## What to do
Of all the entries below, retype only the lines from the one with "Generate the target's" through the one with "negative clicks: (79, 568) (80, 491)", exactly as they appear.

===

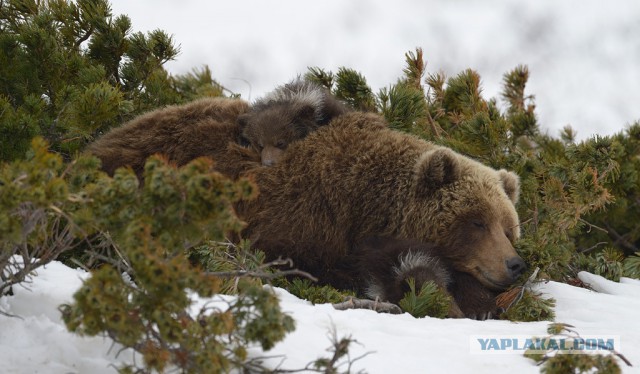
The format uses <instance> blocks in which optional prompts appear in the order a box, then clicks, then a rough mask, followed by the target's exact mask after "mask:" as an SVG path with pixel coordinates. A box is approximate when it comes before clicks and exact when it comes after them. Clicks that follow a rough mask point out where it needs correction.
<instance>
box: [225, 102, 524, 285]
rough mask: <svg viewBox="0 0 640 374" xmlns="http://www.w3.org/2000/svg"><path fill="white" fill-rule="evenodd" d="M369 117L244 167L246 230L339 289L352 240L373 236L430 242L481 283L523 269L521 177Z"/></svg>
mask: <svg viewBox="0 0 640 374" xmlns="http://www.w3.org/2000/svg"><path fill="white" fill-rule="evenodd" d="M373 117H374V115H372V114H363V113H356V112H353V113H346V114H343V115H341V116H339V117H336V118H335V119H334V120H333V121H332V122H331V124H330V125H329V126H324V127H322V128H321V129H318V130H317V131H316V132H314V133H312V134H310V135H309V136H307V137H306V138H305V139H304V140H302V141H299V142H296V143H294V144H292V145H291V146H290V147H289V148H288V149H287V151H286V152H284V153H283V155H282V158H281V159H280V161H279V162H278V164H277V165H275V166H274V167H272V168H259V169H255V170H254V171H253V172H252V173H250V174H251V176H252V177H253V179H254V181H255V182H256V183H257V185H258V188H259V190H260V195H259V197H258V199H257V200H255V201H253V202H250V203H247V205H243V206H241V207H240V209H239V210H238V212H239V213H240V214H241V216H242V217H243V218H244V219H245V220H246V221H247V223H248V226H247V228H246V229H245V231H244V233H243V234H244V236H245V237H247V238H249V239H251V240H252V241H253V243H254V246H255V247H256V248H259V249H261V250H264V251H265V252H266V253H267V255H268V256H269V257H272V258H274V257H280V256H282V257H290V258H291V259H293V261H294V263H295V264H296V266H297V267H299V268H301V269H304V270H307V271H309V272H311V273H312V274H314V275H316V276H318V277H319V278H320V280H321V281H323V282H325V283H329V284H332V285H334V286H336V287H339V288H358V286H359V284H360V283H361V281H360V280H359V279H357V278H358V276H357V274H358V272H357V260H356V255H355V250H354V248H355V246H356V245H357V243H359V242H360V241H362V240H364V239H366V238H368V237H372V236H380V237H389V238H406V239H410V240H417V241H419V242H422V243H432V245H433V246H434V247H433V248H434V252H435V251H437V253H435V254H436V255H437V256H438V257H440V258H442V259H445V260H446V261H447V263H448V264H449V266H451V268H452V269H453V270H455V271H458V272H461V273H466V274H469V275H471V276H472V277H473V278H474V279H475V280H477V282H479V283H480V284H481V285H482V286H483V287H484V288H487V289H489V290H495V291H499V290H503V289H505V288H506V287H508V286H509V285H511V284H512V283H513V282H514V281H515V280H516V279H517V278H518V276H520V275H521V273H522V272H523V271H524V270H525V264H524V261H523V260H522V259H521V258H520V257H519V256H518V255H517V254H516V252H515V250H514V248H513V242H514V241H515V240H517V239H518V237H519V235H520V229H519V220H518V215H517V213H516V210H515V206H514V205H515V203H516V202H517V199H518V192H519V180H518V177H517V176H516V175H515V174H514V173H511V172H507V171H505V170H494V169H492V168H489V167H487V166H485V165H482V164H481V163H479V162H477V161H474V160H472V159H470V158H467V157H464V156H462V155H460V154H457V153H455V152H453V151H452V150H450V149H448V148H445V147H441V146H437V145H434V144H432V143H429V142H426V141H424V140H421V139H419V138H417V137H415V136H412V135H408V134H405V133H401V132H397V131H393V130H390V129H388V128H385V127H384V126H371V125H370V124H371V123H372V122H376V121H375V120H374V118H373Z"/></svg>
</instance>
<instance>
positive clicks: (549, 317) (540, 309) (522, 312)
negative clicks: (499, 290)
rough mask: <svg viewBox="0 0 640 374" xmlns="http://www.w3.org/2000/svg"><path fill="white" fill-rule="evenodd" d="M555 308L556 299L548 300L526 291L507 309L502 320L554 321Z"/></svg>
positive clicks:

===

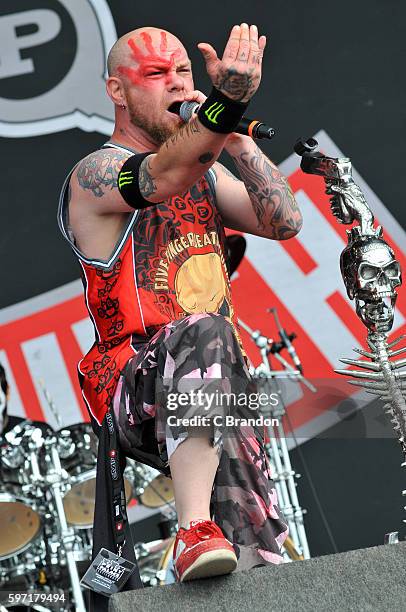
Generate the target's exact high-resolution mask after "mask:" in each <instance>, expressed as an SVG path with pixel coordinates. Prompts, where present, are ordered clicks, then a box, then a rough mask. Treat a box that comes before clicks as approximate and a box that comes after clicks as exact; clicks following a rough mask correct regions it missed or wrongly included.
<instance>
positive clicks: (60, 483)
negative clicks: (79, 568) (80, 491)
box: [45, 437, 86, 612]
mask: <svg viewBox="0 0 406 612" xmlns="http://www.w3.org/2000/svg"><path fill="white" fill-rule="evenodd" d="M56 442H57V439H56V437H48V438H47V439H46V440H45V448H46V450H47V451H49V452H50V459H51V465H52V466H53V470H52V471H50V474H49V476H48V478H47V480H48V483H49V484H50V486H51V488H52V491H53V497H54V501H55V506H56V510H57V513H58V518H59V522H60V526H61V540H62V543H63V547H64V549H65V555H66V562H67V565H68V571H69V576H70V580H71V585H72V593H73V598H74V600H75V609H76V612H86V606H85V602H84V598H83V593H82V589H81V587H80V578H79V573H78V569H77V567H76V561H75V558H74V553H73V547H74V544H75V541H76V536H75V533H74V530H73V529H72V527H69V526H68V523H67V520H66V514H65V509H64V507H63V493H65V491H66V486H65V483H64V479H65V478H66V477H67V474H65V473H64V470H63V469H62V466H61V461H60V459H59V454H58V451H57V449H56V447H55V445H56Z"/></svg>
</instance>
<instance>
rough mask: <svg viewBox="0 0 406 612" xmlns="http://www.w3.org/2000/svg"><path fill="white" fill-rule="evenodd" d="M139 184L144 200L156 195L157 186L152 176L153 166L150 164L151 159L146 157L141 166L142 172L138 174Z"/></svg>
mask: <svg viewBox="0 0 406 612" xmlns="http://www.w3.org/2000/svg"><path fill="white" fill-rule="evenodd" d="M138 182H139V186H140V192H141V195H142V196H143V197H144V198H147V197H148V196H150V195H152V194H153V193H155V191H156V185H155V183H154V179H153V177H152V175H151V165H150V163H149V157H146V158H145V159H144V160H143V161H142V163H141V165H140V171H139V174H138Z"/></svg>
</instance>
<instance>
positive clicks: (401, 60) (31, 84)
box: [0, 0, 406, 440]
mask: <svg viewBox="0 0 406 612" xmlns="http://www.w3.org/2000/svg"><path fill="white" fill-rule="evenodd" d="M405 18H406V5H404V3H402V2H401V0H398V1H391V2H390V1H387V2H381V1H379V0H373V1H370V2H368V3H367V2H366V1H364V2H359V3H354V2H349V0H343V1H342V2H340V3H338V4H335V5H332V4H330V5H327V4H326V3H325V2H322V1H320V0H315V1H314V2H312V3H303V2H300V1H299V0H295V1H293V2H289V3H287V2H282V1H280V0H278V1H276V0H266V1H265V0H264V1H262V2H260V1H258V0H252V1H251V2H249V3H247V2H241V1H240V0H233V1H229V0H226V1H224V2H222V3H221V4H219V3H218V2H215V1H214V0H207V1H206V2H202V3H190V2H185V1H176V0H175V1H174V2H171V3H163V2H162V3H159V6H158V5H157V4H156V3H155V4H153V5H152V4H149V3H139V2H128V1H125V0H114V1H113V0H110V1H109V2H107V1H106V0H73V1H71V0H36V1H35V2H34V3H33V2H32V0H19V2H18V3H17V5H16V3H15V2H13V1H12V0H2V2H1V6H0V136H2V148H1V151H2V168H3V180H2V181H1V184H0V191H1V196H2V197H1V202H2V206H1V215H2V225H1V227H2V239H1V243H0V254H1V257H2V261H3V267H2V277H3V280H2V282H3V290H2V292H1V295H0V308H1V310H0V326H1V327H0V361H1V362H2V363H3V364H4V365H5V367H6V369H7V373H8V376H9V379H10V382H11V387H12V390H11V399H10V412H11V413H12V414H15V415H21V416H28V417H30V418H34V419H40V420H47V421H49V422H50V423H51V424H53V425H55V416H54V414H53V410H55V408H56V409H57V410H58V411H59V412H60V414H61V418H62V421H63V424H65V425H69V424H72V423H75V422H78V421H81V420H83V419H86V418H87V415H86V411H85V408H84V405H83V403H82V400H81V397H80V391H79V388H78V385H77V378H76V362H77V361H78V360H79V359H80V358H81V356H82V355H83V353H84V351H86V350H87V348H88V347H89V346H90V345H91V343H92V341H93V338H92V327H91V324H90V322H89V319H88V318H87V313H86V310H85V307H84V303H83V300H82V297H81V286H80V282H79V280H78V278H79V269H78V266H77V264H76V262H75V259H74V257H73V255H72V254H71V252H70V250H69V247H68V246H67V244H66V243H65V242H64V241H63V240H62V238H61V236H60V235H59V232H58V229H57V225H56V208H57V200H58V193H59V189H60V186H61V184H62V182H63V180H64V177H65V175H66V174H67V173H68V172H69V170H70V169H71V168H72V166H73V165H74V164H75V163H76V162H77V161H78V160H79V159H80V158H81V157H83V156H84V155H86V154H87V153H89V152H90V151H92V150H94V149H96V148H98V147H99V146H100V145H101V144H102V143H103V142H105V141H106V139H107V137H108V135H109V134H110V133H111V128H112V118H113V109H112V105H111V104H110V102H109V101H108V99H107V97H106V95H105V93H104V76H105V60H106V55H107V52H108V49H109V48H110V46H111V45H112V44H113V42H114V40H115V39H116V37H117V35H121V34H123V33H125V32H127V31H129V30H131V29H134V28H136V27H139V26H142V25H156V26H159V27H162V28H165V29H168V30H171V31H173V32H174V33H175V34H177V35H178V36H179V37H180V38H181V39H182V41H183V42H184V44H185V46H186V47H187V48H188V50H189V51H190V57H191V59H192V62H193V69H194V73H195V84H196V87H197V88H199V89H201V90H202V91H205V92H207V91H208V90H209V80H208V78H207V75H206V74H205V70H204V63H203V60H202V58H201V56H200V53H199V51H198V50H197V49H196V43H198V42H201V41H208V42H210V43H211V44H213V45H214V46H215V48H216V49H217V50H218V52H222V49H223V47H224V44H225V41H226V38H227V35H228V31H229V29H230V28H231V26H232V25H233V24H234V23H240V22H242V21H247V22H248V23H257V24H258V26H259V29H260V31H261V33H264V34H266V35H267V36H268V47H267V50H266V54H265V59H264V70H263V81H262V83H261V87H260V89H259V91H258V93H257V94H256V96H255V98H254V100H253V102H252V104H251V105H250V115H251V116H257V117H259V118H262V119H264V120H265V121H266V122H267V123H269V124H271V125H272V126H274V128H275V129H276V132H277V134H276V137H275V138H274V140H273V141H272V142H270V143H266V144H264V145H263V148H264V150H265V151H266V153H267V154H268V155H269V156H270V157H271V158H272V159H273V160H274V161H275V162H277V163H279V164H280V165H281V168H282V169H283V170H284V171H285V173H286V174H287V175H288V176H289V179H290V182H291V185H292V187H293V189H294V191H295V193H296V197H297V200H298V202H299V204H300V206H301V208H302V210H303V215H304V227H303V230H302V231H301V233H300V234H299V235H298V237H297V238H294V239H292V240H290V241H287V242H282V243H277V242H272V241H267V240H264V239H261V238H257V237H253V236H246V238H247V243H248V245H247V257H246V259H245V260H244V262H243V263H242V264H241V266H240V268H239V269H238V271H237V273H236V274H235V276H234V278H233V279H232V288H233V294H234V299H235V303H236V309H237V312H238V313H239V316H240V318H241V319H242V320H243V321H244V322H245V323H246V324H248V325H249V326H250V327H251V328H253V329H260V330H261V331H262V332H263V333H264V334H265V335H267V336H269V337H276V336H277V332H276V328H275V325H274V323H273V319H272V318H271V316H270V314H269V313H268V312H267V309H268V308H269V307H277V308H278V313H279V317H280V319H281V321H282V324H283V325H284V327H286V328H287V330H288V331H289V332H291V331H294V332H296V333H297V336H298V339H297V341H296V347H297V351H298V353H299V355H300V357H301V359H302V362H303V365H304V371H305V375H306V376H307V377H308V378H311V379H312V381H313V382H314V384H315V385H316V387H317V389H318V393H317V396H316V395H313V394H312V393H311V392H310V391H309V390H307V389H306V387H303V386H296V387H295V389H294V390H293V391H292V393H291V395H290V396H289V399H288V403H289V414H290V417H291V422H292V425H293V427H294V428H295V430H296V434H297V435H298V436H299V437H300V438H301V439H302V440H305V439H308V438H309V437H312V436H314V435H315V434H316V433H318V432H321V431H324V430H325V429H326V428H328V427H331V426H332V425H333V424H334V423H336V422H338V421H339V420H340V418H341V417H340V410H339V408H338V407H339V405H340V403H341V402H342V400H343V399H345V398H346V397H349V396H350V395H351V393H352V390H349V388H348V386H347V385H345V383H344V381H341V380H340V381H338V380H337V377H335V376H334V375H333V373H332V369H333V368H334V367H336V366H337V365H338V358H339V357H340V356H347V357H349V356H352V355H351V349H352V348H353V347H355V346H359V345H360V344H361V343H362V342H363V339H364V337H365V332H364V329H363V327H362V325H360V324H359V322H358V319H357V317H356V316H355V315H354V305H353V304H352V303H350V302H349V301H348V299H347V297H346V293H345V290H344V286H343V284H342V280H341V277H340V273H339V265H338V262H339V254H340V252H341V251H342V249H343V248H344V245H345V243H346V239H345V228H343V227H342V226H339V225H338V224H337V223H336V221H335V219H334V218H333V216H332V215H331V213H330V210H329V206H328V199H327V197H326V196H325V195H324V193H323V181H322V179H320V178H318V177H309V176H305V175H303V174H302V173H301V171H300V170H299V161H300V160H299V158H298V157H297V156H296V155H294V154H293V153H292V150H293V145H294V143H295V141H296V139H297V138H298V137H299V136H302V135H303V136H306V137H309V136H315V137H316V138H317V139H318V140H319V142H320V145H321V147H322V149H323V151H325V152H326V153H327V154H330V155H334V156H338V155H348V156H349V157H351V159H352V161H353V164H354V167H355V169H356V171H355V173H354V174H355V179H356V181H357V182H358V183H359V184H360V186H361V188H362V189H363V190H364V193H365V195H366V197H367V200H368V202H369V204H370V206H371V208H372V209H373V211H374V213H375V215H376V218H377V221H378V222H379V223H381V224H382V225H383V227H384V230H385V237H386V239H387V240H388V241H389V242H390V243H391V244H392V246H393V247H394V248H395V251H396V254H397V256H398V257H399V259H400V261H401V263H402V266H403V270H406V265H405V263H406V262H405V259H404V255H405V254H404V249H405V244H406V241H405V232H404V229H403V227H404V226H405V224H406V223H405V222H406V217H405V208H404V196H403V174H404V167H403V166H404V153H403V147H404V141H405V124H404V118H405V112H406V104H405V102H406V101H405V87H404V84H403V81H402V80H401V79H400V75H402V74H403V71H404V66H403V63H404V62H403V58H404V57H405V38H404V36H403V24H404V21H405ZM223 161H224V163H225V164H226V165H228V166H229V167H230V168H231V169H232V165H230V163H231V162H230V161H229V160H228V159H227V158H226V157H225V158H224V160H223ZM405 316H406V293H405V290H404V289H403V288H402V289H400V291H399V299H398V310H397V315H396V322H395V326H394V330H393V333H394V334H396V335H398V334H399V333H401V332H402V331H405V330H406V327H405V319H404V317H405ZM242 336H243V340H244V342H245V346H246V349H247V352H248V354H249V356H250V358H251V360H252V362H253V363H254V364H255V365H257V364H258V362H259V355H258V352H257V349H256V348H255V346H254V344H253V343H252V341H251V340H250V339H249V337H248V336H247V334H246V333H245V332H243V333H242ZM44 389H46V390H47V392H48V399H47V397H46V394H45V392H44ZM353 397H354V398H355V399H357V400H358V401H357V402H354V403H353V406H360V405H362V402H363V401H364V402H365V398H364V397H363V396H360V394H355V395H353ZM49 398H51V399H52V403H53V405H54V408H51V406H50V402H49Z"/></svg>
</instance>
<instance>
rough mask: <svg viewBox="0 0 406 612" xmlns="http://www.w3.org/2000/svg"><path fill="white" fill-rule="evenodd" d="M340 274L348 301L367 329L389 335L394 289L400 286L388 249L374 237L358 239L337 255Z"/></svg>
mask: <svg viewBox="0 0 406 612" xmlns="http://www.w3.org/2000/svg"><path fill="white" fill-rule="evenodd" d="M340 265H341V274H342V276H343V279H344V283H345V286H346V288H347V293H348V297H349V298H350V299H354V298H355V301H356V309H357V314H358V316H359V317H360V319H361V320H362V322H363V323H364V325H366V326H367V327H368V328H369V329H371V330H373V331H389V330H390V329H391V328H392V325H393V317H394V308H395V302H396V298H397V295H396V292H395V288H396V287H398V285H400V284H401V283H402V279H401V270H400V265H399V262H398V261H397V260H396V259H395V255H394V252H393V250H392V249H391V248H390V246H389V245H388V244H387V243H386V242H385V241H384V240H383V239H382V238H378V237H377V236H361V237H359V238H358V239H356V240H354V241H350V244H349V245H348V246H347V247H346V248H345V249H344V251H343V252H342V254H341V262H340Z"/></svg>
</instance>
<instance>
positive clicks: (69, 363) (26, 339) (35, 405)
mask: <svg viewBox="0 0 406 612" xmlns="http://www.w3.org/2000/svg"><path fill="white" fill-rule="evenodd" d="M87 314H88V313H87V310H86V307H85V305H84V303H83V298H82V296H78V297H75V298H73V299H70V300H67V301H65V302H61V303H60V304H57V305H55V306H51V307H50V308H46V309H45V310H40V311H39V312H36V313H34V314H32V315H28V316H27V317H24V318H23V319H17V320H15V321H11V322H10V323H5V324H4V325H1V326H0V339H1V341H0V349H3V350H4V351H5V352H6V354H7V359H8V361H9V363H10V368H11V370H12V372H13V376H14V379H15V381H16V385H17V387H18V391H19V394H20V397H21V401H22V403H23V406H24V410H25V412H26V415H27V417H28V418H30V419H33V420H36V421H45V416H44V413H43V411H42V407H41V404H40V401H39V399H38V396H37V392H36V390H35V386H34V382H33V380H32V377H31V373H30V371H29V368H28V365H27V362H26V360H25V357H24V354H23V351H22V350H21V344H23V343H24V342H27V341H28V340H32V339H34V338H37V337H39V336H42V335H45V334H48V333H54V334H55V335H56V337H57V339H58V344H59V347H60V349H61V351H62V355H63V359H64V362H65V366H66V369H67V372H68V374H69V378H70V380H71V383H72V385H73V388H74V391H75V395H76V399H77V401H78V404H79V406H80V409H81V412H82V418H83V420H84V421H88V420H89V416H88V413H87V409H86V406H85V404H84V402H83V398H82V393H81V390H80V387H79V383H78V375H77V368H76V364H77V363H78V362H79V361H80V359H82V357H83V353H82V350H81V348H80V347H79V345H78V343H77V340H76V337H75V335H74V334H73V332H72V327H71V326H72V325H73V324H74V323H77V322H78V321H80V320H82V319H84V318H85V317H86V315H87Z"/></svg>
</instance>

===

## Reply
Generate the target's exact high-resolution mask after "mask:" in each <instance>, expressed as an SVG path with pixel coordinates. Prompts, where present, are ordered clicks, then a box, then a rough mask. Treat a box that comes before clicks as approximate and a box that comes after clicks as exact; clicks following a rough mask correct regions it missed or wrongly included.
<instance>
positive clicks: (60, 483)
negative clicks: (79, 568) (80, 491)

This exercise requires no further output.